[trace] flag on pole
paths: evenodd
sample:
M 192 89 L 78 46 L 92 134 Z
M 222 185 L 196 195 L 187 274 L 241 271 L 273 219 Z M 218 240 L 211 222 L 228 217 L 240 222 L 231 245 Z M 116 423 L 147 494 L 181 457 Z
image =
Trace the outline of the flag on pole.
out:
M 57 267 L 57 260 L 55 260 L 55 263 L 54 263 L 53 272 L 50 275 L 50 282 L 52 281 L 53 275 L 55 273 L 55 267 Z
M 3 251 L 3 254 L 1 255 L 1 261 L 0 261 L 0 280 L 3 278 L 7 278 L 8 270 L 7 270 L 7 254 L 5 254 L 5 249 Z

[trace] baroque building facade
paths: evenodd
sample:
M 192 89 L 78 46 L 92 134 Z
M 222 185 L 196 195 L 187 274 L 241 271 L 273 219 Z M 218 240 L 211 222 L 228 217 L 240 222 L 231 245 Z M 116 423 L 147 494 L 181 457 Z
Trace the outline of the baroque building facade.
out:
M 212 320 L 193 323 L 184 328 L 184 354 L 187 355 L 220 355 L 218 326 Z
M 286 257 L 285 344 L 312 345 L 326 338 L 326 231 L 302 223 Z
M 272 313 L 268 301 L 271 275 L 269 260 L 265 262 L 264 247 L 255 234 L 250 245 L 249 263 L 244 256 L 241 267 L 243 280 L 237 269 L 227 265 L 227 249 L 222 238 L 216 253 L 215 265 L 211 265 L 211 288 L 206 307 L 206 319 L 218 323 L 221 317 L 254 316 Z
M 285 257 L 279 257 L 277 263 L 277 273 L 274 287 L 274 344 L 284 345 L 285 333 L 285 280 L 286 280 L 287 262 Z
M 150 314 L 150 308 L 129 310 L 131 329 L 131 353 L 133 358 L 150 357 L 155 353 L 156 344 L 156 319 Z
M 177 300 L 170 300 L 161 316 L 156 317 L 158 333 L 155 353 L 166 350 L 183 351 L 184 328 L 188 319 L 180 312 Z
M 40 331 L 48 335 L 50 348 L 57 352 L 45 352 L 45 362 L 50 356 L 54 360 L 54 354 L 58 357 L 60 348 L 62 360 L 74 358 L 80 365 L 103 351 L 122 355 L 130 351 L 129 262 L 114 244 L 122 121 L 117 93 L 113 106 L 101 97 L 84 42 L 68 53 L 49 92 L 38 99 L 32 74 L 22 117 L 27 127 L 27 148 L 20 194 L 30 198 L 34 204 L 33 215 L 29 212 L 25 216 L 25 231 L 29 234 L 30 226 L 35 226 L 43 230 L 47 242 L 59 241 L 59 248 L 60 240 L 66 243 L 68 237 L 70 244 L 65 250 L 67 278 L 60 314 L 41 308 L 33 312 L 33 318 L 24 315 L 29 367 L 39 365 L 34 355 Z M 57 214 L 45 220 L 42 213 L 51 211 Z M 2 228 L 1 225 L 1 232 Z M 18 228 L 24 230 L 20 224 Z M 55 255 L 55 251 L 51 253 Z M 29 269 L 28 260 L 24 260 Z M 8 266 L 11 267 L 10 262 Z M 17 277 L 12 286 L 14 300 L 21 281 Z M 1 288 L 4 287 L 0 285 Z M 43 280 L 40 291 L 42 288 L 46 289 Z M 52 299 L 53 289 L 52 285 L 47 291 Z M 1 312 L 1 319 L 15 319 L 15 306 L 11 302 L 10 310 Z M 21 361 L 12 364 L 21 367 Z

******

EXERCISE. Print both items above again in full, with every line unchanged.

ANSWER TO THE TASK.
[trace] flag on pole
paths: evenodd
sample:
M 192 89 L 78 46 L 92 134 Z
M 222 185 L 196 195 L 187 274 L 241 271 L 273 219 Z M 218 240 L 211 222 L 228 217 L 240 222 L 231 245 Z M 116 423 L 147 494 L 181 457 Z
image =
Trace the outline of the flag on pole.
out:
M 57 267 L 57 260 L 55 260 L 55 263 L 54 263 L 53 272 L 50 275 L 50 282 L 52 281 L 53 275 L 55 273 L 55 267 Z
M 3 251 L 3 254 L 1 255 L 1 261 L 0 261 L 0 280 L 3 278 L 7 278 L 8 270 L 7 270 L 7 254 L 5 254 L 5 249 Z

[trace] baroque building facade
paths: evenodd
sample:
M 192 89 L 78 46 L 92 134 Z
M 222 185 L 196 195 L 187 274 L 241 271 L 273 219 Z M 218 240 L 211 222 L 228 217 L 240 222 L 231 245 Z M 116 423 L 147 494 L 181 457 Z
Trace the outline of the baroque building facade.
out:
M 212 320 L 193 323 L 184 328 L 184 354 L 187 355 L 220 355 L 218 326 Z
M 286 257 L 285 344 L 312 345 L 326 338 L 326 231 L 302 223 Z
M 272 313 L 268 301 L 271 275 L 269 260 L 265 262 L 264 247 L 255 234 L 250 245 L 249 263 L 244 256 L 241 267 L 243 280 L 237 269 L 227 265 L 227 249 L 222 238 L 216 253 L 215 265 L 211 265 L 211 288 L 206 307 L 206 319 L 218 323 L 221 317 L 254 316 Z
M 285 257 L 279 257 L 277 263 L 277 273 L 274 287 L 274 344 L 284 345 L 285 333 L 285 280 L 286 280 L 287 262 Z
M 150 314 L 150 308 L 129 310 L 131 329 L 131 353 L 133 358 L 150 357 L 155 353 L 156 344 L 156 319 Z
M 177 300 L 170 300 L 161 316 L 156 317 L 158 333 L 155 353 L 166 350 L 183 351 L 184 328 L 188 319 L 180 312 Z
M 40 331 L 48 335 L 50 348 L 57 352 L 45 352 L 45 362 L 50 356 L 54 360 L 54 354 L 58 357 L 60 348 L 62 360 L 74 358 L 80 365 L 103 351 L 122 355 L 130 351 L 129 262 L 114 244 L 122 121 L 117 93 L 113 106 L 101 97 L 84 42 L 68 53 L 49 92 L 38 99 L 32 74 L 22 117 L 27 127 L 27 148 L 20 194 L 30 198 L 34 204 L 33 215 L 29 212 L 25 216 L 25 231 L 29 234 L 30 226 L 35 226 L 43 230 L 47 242 L 59 241 L 59 248 L 60 240 L 66 243 L 68 237 L 70 244 L 65 250 L 67 278 L 60 314 L 41 308 L 33 312 L 33 318 L 24 315 L 29 367 L 39 365 L 34 355 Z M 57 214 L 45 220 L 42 213 L 51 211 Z M 2 228 L 1 225 L 1 232 Z M 18 228 L 24 230 L 20 224 Z M 55 255 L 55 251 L 51 253 Z M 29 269 L 28 260 L 24 260 Z M 8 266 L 11 267 L 10 262 Z M 17 277 L 12 286 L 14 300 L 21 281 Z M 1 288 L 4 287 L 0 285 Z M 43 280 L 40 291 L 42 288 L 46 289 Z M 52 299 L 53 289 L 52 285 L 47 291 Z M 1 312 L 1 319 L 15 319 L 15 306 L 11 302 L 10 310 Z M 21 361 L 12 364 L 21 367 Z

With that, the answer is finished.